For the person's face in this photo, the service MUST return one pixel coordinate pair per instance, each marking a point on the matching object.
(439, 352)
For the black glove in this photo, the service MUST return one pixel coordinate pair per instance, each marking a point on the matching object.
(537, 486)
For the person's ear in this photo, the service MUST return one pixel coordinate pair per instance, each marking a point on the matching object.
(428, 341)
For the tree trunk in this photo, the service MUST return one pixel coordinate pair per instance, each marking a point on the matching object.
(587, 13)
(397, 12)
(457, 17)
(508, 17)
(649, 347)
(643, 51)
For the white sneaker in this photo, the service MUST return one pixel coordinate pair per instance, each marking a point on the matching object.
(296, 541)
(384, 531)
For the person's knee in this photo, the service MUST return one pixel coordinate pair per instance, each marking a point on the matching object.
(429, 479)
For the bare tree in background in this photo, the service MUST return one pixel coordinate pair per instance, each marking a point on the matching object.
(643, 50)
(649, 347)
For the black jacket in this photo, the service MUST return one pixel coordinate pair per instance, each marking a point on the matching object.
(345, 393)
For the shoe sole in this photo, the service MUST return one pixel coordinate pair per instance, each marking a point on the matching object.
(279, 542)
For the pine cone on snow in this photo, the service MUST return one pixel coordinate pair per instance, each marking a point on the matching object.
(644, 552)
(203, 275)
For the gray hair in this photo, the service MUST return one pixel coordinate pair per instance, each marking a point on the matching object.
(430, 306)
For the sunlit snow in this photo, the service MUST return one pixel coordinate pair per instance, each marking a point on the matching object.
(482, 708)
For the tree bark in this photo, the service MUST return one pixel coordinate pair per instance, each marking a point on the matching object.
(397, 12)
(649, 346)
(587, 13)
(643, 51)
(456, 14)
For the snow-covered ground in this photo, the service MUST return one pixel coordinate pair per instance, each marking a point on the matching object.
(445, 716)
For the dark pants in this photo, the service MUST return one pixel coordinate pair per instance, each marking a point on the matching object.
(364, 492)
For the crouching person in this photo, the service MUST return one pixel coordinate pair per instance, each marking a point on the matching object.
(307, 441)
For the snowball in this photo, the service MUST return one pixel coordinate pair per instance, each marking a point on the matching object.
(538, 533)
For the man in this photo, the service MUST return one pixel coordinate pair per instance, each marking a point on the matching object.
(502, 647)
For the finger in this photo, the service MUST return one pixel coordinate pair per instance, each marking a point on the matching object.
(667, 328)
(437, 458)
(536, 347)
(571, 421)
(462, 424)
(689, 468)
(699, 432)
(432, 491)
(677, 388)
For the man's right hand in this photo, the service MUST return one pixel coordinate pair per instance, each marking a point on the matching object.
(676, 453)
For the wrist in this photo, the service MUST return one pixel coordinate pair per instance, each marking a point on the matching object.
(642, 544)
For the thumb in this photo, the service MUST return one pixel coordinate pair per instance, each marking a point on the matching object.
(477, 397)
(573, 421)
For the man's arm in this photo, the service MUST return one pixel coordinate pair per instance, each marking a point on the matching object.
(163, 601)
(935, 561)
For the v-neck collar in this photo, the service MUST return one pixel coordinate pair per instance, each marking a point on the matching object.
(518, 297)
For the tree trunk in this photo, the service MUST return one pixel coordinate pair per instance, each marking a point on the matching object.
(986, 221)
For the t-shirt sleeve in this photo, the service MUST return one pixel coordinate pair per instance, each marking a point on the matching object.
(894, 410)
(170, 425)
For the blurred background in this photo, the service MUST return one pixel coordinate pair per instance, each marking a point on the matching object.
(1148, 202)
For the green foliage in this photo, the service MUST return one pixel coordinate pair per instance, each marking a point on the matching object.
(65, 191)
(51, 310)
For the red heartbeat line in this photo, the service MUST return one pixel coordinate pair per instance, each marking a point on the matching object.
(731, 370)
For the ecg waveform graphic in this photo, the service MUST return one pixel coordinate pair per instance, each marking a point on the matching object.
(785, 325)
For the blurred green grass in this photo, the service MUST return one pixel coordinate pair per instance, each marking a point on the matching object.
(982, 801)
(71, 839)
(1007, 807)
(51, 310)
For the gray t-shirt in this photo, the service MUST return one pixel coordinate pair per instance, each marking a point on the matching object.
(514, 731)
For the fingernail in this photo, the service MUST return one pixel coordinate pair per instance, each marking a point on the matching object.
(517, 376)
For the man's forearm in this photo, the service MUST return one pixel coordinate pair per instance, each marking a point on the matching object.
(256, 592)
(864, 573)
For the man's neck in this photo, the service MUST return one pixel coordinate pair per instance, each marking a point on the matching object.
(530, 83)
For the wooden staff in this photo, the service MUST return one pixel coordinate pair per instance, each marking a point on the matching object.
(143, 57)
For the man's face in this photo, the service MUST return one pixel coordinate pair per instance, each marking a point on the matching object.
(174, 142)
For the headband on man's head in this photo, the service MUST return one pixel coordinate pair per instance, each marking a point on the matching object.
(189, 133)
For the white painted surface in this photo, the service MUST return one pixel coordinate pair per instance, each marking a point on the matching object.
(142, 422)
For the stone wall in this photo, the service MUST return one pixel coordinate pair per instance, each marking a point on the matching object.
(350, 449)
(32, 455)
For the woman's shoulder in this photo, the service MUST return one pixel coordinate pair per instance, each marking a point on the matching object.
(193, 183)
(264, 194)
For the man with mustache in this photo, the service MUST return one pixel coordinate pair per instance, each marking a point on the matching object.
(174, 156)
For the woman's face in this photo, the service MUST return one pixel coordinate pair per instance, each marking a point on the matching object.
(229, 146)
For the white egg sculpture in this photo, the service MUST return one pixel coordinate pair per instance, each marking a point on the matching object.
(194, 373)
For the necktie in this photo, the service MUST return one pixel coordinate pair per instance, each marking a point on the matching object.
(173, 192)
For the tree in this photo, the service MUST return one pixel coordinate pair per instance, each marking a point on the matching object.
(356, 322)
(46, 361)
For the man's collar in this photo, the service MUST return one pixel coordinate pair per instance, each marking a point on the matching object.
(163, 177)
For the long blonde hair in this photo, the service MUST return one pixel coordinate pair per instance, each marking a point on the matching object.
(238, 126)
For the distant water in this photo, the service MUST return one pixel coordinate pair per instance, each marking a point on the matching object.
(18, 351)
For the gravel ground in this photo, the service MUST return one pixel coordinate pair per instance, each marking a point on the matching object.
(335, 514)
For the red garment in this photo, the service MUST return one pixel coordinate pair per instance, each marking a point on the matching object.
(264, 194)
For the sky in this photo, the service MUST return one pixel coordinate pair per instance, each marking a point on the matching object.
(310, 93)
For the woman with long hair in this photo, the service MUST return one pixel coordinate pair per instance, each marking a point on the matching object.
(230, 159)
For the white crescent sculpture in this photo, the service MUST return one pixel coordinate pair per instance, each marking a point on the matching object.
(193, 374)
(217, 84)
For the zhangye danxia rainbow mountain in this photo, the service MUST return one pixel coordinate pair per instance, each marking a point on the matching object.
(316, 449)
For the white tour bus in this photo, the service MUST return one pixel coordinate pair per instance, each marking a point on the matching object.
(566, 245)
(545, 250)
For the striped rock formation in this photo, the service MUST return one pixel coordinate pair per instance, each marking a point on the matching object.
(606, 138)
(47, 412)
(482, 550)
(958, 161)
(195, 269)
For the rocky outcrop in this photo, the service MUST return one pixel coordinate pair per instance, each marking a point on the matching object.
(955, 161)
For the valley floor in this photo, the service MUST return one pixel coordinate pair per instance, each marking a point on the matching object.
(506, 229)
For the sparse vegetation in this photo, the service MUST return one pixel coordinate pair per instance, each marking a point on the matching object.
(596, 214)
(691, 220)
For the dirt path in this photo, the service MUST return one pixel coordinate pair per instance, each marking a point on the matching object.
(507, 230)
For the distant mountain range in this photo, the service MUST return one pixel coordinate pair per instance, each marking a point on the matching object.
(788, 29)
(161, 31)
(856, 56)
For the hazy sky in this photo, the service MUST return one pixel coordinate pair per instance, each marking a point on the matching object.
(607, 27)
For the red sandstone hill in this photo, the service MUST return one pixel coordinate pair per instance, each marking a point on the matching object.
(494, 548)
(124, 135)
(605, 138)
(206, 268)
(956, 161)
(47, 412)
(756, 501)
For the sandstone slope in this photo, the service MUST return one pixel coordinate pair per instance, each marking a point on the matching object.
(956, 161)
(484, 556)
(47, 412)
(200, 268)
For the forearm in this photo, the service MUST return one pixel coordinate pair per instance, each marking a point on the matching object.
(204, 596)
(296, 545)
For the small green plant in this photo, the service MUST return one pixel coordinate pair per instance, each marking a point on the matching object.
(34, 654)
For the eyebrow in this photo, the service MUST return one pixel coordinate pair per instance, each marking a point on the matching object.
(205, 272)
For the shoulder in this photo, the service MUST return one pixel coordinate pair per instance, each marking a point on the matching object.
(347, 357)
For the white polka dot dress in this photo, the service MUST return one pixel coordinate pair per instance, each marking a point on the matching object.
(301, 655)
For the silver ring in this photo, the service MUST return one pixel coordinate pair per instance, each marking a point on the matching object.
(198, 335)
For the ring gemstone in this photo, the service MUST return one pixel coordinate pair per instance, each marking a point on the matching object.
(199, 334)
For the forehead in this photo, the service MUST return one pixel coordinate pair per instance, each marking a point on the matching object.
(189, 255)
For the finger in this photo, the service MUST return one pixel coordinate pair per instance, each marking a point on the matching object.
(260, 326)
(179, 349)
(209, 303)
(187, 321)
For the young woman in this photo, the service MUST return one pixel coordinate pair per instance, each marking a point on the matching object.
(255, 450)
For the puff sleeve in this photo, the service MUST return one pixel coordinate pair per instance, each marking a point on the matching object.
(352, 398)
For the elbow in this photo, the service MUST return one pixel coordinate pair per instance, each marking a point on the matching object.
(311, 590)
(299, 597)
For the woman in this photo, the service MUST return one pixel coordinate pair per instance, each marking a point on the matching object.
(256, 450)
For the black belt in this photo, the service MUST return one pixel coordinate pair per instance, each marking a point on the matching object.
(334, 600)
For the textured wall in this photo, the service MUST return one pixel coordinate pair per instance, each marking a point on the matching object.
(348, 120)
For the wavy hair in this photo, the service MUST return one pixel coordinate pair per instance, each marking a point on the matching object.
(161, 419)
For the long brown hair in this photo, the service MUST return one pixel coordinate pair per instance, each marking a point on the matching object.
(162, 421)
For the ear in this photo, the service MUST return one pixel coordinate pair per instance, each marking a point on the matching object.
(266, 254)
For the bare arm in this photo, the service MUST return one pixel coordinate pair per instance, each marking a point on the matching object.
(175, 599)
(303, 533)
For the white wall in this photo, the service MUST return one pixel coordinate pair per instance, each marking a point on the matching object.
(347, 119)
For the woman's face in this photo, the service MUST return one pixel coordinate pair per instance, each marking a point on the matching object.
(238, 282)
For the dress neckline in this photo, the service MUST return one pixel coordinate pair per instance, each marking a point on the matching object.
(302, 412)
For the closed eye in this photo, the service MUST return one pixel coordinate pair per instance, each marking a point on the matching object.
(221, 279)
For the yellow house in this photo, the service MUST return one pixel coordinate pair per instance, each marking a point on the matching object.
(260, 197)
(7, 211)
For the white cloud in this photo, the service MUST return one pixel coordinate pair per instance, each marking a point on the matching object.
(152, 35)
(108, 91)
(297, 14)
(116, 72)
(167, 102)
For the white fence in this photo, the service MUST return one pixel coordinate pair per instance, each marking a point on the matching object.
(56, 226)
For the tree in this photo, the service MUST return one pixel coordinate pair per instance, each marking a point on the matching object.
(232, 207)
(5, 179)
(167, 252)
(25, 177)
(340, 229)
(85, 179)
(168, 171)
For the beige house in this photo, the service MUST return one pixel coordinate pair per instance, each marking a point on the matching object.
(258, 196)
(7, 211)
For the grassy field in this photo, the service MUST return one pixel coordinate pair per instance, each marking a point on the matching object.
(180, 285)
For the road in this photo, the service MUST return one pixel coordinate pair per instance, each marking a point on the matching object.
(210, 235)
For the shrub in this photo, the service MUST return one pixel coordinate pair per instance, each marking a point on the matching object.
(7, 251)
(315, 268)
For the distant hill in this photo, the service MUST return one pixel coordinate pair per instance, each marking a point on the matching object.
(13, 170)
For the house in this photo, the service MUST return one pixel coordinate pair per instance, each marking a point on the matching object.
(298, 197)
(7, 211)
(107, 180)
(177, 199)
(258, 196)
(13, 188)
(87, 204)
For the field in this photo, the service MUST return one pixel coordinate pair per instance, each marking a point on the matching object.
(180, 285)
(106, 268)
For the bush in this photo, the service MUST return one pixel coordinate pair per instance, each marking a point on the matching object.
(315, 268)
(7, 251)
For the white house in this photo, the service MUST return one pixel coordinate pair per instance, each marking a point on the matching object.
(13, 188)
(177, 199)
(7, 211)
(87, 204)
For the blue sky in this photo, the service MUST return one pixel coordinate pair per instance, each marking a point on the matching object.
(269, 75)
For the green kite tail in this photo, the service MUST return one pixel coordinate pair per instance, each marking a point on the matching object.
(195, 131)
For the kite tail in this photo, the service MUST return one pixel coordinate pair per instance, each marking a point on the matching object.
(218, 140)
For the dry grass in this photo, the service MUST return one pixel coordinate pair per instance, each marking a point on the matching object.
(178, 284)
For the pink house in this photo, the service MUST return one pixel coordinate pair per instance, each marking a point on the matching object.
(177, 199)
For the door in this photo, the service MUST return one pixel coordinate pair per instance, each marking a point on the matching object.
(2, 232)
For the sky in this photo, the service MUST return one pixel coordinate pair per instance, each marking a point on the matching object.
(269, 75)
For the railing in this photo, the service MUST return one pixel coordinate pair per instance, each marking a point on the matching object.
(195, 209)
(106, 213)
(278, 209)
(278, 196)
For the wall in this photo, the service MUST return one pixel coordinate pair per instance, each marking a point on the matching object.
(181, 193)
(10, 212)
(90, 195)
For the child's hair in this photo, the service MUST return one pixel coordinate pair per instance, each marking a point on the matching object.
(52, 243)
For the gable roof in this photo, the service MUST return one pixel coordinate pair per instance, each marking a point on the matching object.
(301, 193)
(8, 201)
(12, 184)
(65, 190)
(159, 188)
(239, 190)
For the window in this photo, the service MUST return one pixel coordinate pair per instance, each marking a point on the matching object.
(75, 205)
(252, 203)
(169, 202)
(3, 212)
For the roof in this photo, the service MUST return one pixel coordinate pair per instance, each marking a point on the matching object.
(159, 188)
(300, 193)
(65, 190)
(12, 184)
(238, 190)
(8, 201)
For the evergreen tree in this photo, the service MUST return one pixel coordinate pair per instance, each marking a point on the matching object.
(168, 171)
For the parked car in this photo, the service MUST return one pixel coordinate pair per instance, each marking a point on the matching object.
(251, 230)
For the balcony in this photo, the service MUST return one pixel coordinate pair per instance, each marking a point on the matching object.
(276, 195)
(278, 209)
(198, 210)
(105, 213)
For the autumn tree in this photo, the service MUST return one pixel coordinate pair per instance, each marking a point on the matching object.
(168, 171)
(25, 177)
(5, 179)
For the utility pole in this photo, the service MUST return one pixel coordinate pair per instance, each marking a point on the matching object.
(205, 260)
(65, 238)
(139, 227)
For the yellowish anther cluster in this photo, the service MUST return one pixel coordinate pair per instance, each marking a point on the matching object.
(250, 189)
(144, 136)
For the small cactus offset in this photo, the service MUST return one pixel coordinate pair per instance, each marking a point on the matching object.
=======
Exercise goal: Extract, exactly as they appear, the lines from the one containing "For the window" through the final line.

Output of the task:
For the window in this photo, the service MUST return one pixel coordinate pair per instance, each marking a point on the matching object.
(75, 205)
(252, 203)
(169, 202)
(3, 212)
For the roof in this photo, the service MUST return one pixel coordinate pair per instance, each marking a point on the matching object.
(159, 188)
(300, 193)
(65, 190)
(12, 184)
(238, 190)
(8, 201)
For the evergreen tree in this photo, the service MUST return one pixel coordinate pair per instance, each marking a point on the matching object.
(168, 171)
For the parked car in this photo, the service MUST return one pixel coordinate pair per instance, each marking a point on the matching object.
(251, 230)
For the balcony in this photo, the service MUST return one pixel coordinate pair per instance, each marking a point on the matching object.
(276, 195)
(278, 209)
(198, 210)
(105, 213)
For the autumn tree in this photo, the service MUST return one pixel coordinate pair per instance, each marking a point on the matching object.
(168, 171)
(25, 177)
(5, 179)
For the utility pole in this photo, the service MUST return one pixel coordinate pair per instance, each marking a point on the matching object.
(205, 260)
(65, 238)
(139, 227)
For the yellowish anther cluster in this photo, the service MUST return one pixel coordinate pair per instance, each marking a point on the matching object.
(250, 189)
(144, 136)
For the small cactus offset in this photo, the service MUST return one pixel coordinate pair per instance, each marking a point on the matching object.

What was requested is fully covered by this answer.